— begin Given records —

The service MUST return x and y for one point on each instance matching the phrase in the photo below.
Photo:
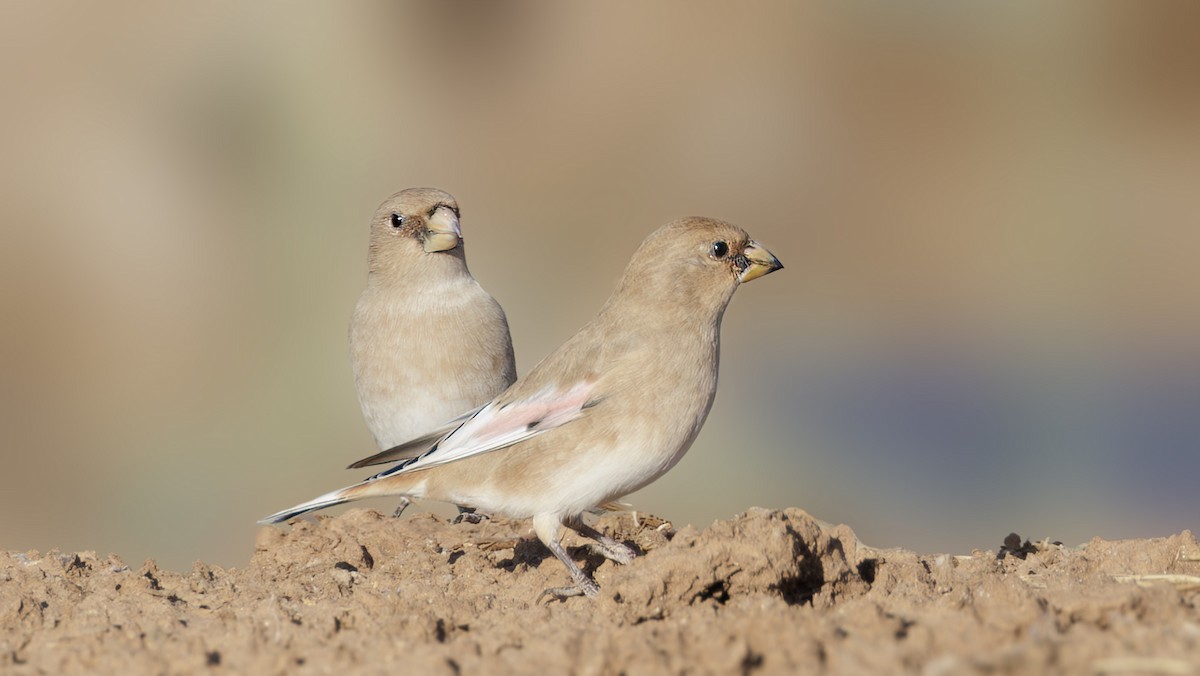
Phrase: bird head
(414, 222)
(700, 257)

— end Given records —

Task prompt: Please rewrite the entries above with "instance" swapped for "occurrence" and everything else unchanged, leaving out the pictures.

Task solution:
The service MUST return x and y for one point on each occurrence matching the phrase in the photo below.
Photo:
Phrase: bird head
(414, 222)
(700, 257)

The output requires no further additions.